◆ GIVEN INSTRUCTION A ◆
Answer these questions about the judgment below:
(i) On what date was the applicants' company finally registered?
(ii) Which word processor system was the applicants' advocate using in his office?
(iii) From which two works did counsel for the applicants attach photocopies on the meaning of "printing"?

◆ PAGE ◆
----
The decision of the respondent was communicated to the applicants by letter dated the 1st February, 1983. As a result, this recourse was filed, by which the applicants pray that the decision of the respondent be declared null and void and of no effect.

Counsel for the respondent raised the preliminary objection that the applicants have no legitimate interest to pursue this recourse in view of the fact that the company was subsequently registered and the recourse has, as a result, been abated.

This objection was based on the fact that on the 24th February, 1983, the applicants applied again for registration of the same company, which was registered on the 2nd March, 1983, after submitting, this time, copies of the Memorandum and Articles of Association which were printed in the conventional way in a printing office.

Before the applicants applied for the registration of their company, their advocate addressed a letter to the respondent, which is dated the 2nd August, 1982, by which he explained in his own words the functions of a word processor system and, more specifically, of the "Wang Word Processor System 20", which he was using in his office. In his view, the Articles and Memoranda of Association of Companies prepared on that system were actually "printed" and ought to be accepted by the Registrar as such.

On the 31st August, counsel for the applicants addressed another letter to the respondent, attaching photocopies from the "Words and Phrases Legally Defined" and "Black's Law Dictionary" as to the meaning of the word "printing".

On the 12th January, 1983, the respondent addressed the following letter to counsel for the applicants (reference to which is made in the sub judice decision).

"Re: Word Processor System 20.

With reference to the above subject and the recent correspondence and discussions we had. about the preparation of Memoranda and Articles of Association of Companies with the above word processor system, I wish to inform you that having carefully considered the whole system, I have come to the conclusion that the system is not 'printing' within the meaning of the Companies Law Cap. 113.

2. Consequently you are kindly requested to submit in future documents which are required to be printed under the Companies Law Cap. 113, in the conventional printing process."

Following the receipt of the above letter the applicants applied for the registration of their company by submitting the Memo and Articles of Association which were prepared by mean of the word processor system. As I have earlier said, the application of the applicants was turned down by the respondent by his letter dated the 1st February, 1983, and the applicants then filed the present recourse.

Before proceeding to deal with the merits of the case, I feel that I must deal with the preliminary objection raised by the respondent to which I have earlier referred.

Counsel for the applicants maintained that the applicants have sustained damage because they had to print the documents again in the conventional way and as a result they possess a legitimate interest to pursue this recourse to the end.
----
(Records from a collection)
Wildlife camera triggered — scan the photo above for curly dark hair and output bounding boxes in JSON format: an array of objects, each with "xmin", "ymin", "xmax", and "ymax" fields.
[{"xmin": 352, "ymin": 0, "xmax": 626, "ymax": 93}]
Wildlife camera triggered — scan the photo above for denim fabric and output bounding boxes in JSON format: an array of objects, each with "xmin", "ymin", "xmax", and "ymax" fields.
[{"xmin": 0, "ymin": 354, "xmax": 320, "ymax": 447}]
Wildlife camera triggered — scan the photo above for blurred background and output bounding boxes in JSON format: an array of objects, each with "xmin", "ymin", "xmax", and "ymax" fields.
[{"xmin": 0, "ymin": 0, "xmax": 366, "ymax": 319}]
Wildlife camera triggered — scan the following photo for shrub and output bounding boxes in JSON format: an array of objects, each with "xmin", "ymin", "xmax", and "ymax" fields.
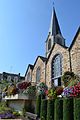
[
  {"xmin": 47, "ymin": 99, "xmax": 54, "ymax": 120},
  {"xmin": 63, "ymin": 98, "xmax": 73, "ymax": 120},
  {"xmin": 40, "ymin": 100, "xmax": 47, "ymax": 120},
  {"xmin": 56, "ymin": 86, "xmax": 63, "ymax": 95},
  {"xmin": 48, "ymin": 88, "xmax": 57, "ymax": 99},
  {"xmin": 36, "ymin": 95, "xmax": 41, "ymax": 117},
  {"xmin": 74, "ymin": 98, "xmax": 80, "ymax": 120},
  {"xmin": 54, "ymin": 99, "xmax": 63, "ymax": 120}
]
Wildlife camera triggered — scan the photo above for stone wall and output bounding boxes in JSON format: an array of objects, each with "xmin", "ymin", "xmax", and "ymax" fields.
[
  {"xmin": 32, "ymin": 57, "xmax": 45, "ymax": 82},
  {"xmin": 70, "ymin": 33, "xmax": 80, "ymax": 75},
  {"xmin": 46, "ymin": 44, "xmax": 70, "ymax": 87}
]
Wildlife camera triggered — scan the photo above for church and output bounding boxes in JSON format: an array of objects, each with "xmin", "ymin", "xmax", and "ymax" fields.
[{"xmin": 25, "ymin": 8, "xmax": 80, "ymax": 88}]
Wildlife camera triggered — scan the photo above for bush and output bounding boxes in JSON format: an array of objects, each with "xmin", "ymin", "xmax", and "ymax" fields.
[
  {"xmin": 74, "ymin": 98, "xmax": 80, "ymax": 120},
  {"xmin": 36, "ymin": 95, "xmax": 41, "ymax": 117},
  {"xmin": 63, "ymin": 98, "xmax": 73, "ymax": 120},
  {"xmin": 40, "ymin": 100, "xmax": 47, "ymax": 120},
  {"xmin": 54, "ymin": 99, "xmax": 63, "ymax": 120},
  {"xmin": 47, "ymin": 99, "xmax": 54, "ymax": 120}
]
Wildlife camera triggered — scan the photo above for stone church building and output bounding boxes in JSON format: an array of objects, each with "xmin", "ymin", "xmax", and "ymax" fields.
[{"xmin": 25, "ymin": 8, "xmax": 80, "ymax": 87}]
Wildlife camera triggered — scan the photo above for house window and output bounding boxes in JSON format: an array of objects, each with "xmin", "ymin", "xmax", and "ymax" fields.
[
  {"xmin": 52, "ymin": 54, "xmax": 62, "ymax": 86},
  {"xmin": 48, "ymin": 39, "xmax": 51, "ymax": 50},
  {"xmin": 36, "ymin": 67, "xmax": 41, "ymax": 82},
  {"xmin": 14, "ymin": 76, "xmax": 18, "ymax": 83},
  {"xmin": 7, "ymin": 76, "xmax": 11, "ymax": 82},
  {"xmin": 27, "ymin": 72, "xmax": 31, "ymax": 81}
]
----
◆ GIVEN INSTRUCTION B ◆
Rename "house window" to "window frame" in the rows from the line with "for stone church" through the end of the rows, and leave everything else unchanged. Give only those rows.

◆ FULL RESPONSE A ◆
(i) The 2nd March, 1983.
(ii) The "Wang Word Processor System 20".
(iii) "Words and Phrases Legally Defined" and "Black's Law Dictionary".

◆ FULL RESPONSE B ◆
Wildlife camera triggered — scan the photo above for stone church building and output bounding boxes in JSON format: an array of objects, each with "xmin", "ymin", "xmax", and "ymax" fields.
[{"xmin": 25, "ymin": 8, "xmax": 80, "ymax": 87}]
Wildlife camera triggered — scan the photo above for window frame and output bounding boxes in JSON format: an array of objects, each with "xmin", "ymin", "xmax", and "ymax" fields.
[
  {"xmin": 52, "ymin": 54, "xmax": 62, "ymax": 86},
  {"xmin": 48, "ymin": 39, "xmax": 51, "ymax": 50},
  {"xmin": 36, "ymin": 67, "xmax": 41, "ymax": 82},
  {"xmin": 14, "ymin": 76, "xmax": 18, "ymax": 83},
  {"xmin": 7, "ymin": 76, "xmax": 11, "ymax": 82},
  {"xmin": 27, "ymin": 72, "xmax": 31, "ymax": 81}
]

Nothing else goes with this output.